• _Direction 1_
From the article on arts and humanities funding, transcribe the passage from "The New Frontiers in the Arts and Humanities program funded" to "Arts and Humanities.".
• _Direction 2_
Translate this sentence from the arts and humanities funding article into Spanish: "The Bicentennial Strategic Plan recently proposed that IU continue the program, which funds arts and humanities projects, until the bicentennial."

• _Page text_
Arts and humanities funding program to continue

P.Q. Phan, Jacobs School of Music associate professor of music composition, composed an opera based on Vietnamese folktale, drawing national attention to the opera, the Jacobs School of Music and IU.

The New Frontiers in the Arts and Humanities program funded the composition of the opera, said Faith Hawkins, program director for the New Frontiers in the Arts and Humanities.

The Bicentennial Strategic Plan recently proposed that IU continue the program, which funds arts and humanities projects, until the bicentennial.

“There’s only a very small portion of funding to support artists’ and humanists’ work,” Hawkins said. “The National Science Foundation and the National Institute of Health have billions and billions of dollars for funding of science. “In contrast, the National Endowment for the Arts and the National Endowment for the Humanities have really tiny funding amounts.”

That’s where the New Frontiers in the Arts and Humanities program steps in, Hawkins said.

This year, the program will award grants through four distinct-funding programs, according to IU’s Research Gateway website.

• _Stored data_
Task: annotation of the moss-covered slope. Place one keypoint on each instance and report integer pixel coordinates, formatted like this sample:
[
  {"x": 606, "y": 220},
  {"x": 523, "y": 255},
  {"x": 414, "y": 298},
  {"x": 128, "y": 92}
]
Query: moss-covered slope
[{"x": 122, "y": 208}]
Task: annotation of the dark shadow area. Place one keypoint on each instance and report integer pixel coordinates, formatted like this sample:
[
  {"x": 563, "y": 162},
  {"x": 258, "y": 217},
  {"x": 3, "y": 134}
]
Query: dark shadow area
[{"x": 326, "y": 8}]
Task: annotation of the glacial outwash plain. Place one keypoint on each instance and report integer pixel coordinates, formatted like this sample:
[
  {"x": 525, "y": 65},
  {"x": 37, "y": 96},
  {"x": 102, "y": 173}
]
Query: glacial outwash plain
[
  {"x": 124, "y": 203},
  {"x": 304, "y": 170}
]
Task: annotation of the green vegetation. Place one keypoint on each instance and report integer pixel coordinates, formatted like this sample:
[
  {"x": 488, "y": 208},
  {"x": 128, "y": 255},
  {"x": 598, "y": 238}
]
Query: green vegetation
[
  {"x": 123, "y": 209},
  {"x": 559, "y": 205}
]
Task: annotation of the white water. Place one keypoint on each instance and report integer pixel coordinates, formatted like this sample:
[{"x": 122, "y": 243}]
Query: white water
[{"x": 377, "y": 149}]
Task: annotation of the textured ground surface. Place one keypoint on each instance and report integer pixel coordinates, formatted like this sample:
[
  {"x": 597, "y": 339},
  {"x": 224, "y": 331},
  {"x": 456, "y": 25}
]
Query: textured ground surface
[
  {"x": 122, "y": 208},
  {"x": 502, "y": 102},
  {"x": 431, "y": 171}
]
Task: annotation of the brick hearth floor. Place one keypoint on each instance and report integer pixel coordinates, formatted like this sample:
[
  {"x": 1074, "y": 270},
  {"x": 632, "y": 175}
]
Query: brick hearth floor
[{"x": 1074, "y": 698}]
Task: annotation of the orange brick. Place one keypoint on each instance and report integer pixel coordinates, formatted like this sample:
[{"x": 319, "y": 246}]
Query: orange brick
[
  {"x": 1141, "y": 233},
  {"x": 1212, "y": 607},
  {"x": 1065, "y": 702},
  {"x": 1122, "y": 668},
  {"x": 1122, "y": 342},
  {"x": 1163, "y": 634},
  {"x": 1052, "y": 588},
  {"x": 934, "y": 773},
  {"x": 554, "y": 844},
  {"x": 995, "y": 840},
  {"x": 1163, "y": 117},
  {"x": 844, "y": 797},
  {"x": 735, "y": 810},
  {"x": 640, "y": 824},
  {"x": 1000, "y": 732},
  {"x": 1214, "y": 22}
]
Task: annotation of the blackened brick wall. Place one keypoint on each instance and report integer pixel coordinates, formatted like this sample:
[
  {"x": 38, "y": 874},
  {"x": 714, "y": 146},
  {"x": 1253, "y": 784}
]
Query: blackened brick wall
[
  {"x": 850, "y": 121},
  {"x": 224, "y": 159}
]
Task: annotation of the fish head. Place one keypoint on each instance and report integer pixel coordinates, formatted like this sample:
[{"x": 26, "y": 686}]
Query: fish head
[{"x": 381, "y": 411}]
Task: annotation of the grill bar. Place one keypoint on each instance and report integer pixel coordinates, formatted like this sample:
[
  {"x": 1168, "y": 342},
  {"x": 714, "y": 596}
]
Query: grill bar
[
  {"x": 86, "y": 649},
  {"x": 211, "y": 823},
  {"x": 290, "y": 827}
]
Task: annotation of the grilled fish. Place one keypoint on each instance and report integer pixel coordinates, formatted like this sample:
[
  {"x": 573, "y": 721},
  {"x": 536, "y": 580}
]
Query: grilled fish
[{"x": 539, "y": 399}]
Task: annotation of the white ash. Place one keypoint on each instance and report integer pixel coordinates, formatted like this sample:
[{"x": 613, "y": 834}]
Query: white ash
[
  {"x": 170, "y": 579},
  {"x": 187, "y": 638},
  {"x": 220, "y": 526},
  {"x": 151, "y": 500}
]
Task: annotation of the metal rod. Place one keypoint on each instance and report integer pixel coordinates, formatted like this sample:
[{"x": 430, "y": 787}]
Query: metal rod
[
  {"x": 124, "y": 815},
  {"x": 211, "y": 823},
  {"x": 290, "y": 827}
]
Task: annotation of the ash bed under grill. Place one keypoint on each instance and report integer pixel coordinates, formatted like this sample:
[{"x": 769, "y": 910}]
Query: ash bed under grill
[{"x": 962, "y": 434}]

• _Expected output 1_
The New Frontiers in the Arts and Humanities program funded the composition of the opera, said Faith Hawkins, program director for the New Frontiers in the Arts and Humanities.

• _Expected output 2_
El Plan Estratégico del Bicentenario propuso recientemente que IU continúe el programa, que financia proyectos de artes y humanidades, hasta el bicentenario.